*** Document section
UNITED STATES
SECURITIES AND EXCHANGE COMMISSION

Washington, D.C. 20549

 

FORM 8-K

 

CURRENT REPORT
  Pursuant to Section 13 OR 15(d) of The Securities Exchange Act of 1934

 

Date of Report (Date of earliest event reported): May 30, 2017

 

Inventure Foods, Inc.

(Exact name of registrant as specified in its charter)

 

Delaware

 

1-14556

 

86-0786101

(State or other jurisdiction
of incorporation)

 

(Commission
File Number)

 

(IRS Employer
Identification No.)

 

5415 East High Street, Suite 350, Phoenix, AZ

 

85054

(Address of principal executive offices)

 

(Zip Code)

 

Registrant’s telephone number, including area code (623) 932-6200

 

N/A

(Former name or former address, if changed since last report.)

 

Check the appropriate box below if the Form 8-K filing is intended to simultaneously satisfy the filing obligation of the registrant under any of the following provisions:

 

o             Written communications pursuant to Rule 425 under the Securities Act (17 CFR 230.425)
******
*** Dataset rows
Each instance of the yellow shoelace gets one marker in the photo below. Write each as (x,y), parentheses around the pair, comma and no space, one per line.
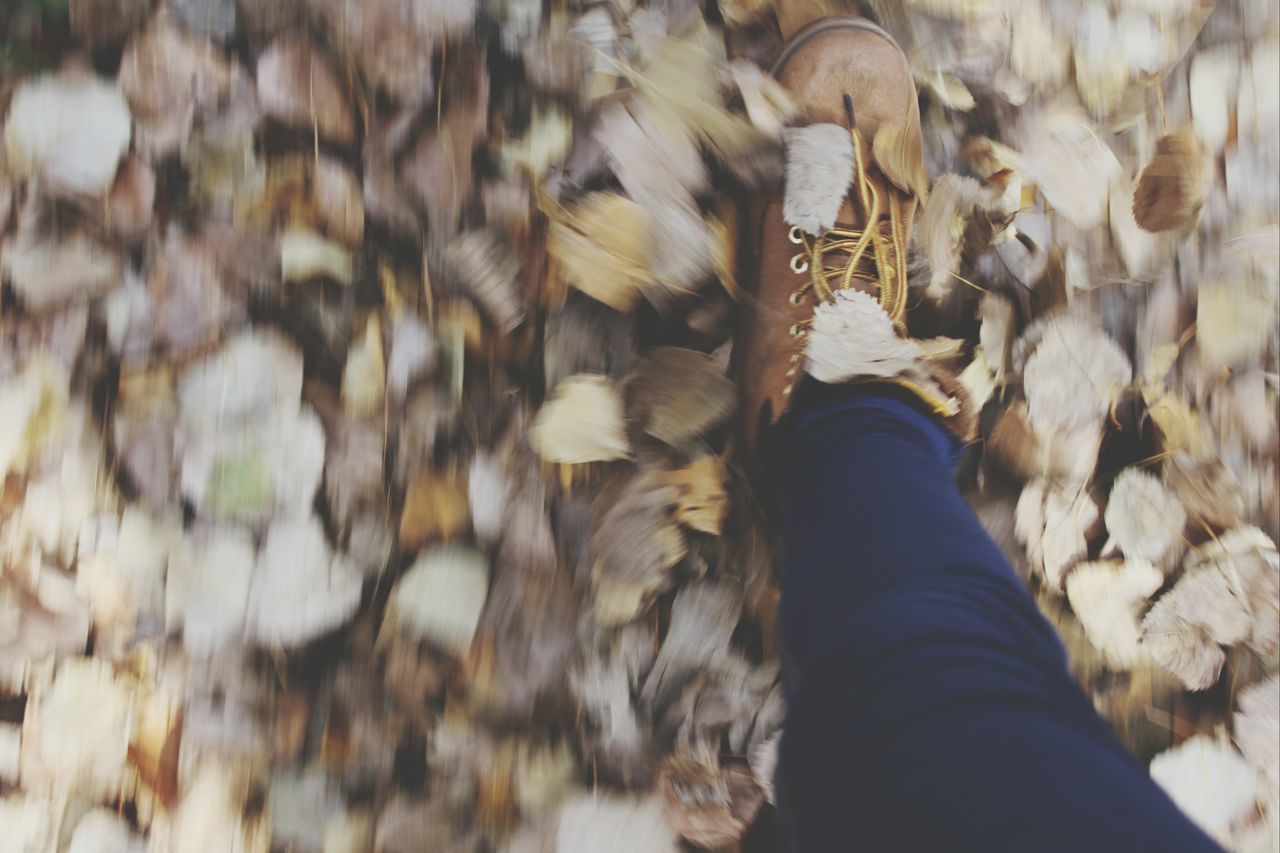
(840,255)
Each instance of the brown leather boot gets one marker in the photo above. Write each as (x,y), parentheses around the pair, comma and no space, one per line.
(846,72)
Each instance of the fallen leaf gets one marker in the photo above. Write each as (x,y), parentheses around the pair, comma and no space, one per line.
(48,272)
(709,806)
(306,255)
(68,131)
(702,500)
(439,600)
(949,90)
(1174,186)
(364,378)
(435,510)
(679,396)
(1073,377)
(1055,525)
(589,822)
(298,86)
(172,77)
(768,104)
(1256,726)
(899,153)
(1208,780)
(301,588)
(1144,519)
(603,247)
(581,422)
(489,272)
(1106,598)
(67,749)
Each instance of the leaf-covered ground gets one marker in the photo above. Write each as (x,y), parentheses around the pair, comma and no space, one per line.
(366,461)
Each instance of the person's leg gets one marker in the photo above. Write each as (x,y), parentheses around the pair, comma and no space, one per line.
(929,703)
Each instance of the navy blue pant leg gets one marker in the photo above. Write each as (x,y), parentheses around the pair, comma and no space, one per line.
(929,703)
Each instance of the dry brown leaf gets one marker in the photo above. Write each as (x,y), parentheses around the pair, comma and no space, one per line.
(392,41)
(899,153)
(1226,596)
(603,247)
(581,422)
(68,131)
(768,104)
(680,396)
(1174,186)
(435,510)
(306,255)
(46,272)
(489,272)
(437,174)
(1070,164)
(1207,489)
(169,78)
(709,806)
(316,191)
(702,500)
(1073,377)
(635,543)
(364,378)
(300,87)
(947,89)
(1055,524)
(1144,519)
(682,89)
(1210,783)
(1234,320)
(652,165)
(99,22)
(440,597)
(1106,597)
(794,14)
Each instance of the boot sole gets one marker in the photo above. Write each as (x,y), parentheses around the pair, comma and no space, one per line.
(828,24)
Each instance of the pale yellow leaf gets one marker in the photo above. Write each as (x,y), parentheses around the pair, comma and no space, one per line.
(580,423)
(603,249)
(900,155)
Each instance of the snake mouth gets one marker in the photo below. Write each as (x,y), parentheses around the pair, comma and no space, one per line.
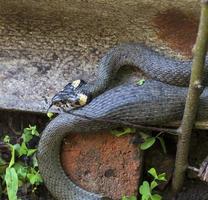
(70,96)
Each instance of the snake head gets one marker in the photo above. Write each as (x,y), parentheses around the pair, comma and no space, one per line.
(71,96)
******
Required task 1: From the Form 8-K cover page, list each registrant detail that goes with the captions "(State or other jurisdiction of incorporation)", "(Commission File Number)" and "(IRS Employer Identification No.)". Give each detail with its caption.
Required task 2: On the Form 8-K cover page, what date is given as the date of the earliest event reported?
Required task 3: Continue the Form 8-K cover page from the last line shown.

Answer 1:
State or other jurisdiction of incorporation: Delaware
Commission File Number: 1-14556
IRS Employer Identification No.: 86-0786101

Answer 2: May 30, 2017

Answer 3:
o             Soliciting material pursuant to Rule 14a-12 under the Exchange Act (17 CFR 240.14a-12)

 

o             Pre-commencement communications pursuant to Rule 14d-2(b) under the Exchange Act (17 CFR 240.14d-2(b))

 

o             Pre-commencement communications pursuant to Rule 13e-4(c) under the Exchange Act (17 CFR 240.13e-4(c))

 

Indicate by check mark whether the registrant is an emerging growth company as defined in Rule 405 of the Securities Act of 1933 (17 CFR §230.405) or Rule 12b-2 of the Securities Exchange Act of 1934 (17 CFR §240.12b-2).

 

Emerging growth company   o

 

If an emerging growth company, indicate by check mark if the registrant has elected not to use the extended transition period for complying with any new or revised financial accounting standards provided pursuant to Section 13(a) of the Exchange Act.   o

 

 

 



 

Item 5.02.                                        Departure of Directors or Certain Officers; Election of Directors; Appointment of Certain Officers; Compensatory Arrangements of Certain Officers.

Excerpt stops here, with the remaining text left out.